### QUÉ DEBES HACER
Cuenta cuántas de las líneas que siguen contienen la cadena "door", distinguiendo entre mayúsculas y minúsculas. Escribe únicamente el número.

***** DATOS DEL EJERCICIO

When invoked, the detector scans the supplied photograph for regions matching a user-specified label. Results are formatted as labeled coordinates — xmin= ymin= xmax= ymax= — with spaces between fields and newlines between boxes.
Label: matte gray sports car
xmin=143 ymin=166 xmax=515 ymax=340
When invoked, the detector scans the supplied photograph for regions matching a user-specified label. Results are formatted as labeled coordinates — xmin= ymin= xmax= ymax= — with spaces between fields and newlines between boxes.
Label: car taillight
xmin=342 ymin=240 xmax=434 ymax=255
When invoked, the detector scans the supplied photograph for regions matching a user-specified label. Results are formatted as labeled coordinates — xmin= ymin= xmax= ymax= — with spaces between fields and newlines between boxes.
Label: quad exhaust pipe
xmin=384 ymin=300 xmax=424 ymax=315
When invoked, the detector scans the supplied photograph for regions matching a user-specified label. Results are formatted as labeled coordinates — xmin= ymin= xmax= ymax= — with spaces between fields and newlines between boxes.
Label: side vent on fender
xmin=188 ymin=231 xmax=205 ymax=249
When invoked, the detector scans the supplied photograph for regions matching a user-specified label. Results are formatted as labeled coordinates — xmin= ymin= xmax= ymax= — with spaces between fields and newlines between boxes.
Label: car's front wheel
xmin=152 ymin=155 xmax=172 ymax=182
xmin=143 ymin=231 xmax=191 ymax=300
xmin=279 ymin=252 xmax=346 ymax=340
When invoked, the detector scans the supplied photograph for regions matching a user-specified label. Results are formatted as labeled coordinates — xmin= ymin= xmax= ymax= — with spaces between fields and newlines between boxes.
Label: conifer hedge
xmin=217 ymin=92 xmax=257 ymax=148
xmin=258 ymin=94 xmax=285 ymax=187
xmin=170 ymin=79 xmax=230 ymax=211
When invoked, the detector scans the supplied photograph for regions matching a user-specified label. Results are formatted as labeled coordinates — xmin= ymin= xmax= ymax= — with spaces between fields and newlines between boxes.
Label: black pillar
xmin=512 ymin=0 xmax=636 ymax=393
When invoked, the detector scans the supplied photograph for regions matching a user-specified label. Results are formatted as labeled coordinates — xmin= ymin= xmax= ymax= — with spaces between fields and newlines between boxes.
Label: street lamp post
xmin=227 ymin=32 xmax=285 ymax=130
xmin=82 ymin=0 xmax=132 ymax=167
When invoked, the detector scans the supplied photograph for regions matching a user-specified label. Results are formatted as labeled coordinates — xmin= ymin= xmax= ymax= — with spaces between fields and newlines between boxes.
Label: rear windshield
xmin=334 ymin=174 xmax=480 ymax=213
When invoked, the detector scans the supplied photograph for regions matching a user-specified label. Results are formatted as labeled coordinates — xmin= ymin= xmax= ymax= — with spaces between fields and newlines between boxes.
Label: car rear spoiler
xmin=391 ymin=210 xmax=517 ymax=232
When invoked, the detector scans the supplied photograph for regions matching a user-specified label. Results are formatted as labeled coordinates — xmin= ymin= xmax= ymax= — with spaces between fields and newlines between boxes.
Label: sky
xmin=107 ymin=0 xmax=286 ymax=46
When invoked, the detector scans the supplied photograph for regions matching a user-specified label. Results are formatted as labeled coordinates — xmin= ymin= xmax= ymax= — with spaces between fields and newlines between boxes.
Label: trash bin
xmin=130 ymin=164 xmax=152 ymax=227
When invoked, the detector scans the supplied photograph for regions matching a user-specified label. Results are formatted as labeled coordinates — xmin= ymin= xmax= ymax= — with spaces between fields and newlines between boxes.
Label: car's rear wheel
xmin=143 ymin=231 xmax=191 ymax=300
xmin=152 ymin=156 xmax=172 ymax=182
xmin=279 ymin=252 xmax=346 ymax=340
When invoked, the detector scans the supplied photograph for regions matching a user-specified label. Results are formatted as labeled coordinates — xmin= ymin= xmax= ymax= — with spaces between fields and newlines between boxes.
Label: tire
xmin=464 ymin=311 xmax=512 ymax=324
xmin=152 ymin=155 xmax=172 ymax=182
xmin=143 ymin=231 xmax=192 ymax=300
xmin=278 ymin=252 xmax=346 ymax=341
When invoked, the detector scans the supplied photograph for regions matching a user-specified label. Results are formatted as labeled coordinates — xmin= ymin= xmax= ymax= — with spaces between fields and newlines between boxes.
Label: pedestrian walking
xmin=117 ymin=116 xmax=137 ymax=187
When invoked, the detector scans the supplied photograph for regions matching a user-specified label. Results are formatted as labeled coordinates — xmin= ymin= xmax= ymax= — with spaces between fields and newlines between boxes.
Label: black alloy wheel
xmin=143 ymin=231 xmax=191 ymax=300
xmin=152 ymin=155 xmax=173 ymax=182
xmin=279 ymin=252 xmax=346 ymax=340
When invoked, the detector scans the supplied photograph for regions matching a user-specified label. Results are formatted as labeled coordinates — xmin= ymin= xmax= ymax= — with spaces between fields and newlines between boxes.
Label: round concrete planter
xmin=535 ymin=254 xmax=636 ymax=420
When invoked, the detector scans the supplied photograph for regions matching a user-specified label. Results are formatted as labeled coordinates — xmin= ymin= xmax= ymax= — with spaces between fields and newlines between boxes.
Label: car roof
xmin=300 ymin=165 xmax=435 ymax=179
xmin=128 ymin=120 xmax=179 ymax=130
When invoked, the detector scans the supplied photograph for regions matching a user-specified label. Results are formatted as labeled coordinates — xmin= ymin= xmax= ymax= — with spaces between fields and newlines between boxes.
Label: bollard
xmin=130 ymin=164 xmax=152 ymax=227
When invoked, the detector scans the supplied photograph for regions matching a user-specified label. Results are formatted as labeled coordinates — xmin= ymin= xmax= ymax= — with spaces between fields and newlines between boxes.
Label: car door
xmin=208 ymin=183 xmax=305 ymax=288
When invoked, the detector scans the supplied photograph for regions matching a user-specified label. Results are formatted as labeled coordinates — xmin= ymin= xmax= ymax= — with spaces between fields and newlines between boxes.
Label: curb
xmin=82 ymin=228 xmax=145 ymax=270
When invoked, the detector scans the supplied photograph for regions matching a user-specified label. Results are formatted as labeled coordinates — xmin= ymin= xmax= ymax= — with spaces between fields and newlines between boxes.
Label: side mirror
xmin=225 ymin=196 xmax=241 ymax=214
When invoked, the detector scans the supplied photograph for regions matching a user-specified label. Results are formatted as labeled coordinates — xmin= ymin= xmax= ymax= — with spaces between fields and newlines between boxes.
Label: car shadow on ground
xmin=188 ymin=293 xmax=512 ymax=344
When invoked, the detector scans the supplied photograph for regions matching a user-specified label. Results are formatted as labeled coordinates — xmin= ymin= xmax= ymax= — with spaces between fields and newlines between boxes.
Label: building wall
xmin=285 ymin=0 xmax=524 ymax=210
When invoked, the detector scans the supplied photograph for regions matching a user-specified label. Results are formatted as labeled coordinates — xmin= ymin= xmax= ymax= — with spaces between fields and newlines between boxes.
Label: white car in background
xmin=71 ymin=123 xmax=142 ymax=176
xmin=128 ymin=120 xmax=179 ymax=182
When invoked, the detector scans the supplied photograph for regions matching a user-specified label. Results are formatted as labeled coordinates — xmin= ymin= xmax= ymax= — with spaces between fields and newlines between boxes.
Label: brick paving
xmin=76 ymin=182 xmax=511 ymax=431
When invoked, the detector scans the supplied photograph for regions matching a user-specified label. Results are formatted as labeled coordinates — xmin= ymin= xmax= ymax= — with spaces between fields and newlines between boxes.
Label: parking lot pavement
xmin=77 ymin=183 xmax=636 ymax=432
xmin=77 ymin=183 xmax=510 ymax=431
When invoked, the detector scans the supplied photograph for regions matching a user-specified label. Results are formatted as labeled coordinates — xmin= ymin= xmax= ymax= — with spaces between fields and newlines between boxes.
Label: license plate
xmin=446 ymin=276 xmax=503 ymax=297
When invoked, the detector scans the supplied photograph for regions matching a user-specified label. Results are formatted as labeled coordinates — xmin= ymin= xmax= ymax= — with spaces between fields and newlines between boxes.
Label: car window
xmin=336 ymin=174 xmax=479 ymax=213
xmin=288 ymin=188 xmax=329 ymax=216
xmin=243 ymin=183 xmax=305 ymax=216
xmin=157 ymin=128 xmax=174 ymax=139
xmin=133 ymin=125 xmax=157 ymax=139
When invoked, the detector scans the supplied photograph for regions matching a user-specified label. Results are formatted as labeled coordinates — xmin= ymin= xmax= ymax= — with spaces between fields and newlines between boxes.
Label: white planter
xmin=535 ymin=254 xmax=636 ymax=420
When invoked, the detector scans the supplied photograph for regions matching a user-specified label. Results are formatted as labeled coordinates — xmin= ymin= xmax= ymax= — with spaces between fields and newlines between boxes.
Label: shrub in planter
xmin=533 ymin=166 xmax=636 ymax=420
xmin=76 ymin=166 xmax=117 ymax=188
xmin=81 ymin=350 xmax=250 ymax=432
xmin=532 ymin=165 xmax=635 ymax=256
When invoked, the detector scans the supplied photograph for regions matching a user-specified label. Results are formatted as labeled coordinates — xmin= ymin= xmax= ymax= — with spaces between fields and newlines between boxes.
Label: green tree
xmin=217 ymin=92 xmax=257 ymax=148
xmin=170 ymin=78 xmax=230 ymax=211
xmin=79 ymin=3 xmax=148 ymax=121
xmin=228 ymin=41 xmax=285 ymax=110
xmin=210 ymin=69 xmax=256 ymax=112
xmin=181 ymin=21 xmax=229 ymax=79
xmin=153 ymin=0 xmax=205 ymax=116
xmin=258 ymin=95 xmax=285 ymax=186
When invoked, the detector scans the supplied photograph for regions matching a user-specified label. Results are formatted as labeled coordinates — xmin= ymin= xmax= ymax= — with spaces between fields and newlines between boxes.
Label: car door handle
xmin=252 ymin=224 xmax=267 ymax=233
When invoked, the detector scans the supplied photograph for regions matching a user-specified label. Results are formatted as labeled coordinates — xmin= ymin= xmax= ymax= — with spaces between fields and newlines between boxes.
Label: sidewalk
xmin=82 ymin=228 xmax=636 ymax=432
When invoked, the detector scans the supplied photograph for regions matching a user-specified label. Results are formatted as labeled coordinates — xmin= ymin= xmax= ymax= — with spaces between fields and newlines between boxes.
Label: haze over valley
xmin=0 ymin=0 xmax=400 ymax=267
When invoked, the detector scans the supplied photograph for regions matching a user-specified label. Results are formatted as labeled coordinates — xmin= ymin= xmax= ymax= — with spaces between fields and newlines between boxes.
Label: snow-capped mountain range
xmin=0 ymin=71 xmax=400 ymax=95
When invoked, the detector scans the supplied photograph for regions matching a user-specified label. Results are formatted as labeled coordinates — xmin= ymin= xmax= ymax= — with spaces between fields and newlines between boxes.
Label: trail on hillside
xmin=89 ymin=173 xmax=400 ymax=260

**********

### RESPUESTA COMPLETA
2